(Stored entries)

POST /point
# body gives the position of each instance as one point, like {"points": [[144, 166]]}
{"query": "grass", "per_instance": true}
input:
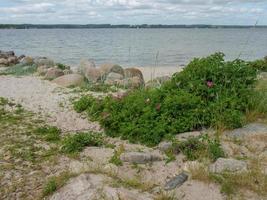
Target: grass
{"points": [[49, 133], [75, 143], [56, 182], [115, 159]]}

> [EXERCISE INSTRUCTIONS]: Repeat every item above word for word, leaving out the pictures.

> [OUTPUT BELOW]:
POST /point
# body gives the position of each instance as one point, like {"points": [[144, 166]]}
{"query": "grass", "per_instance": true}
input:
Target: grass
{"points": [[49, 133], [75, 143], [56, 182], [115, 159]]}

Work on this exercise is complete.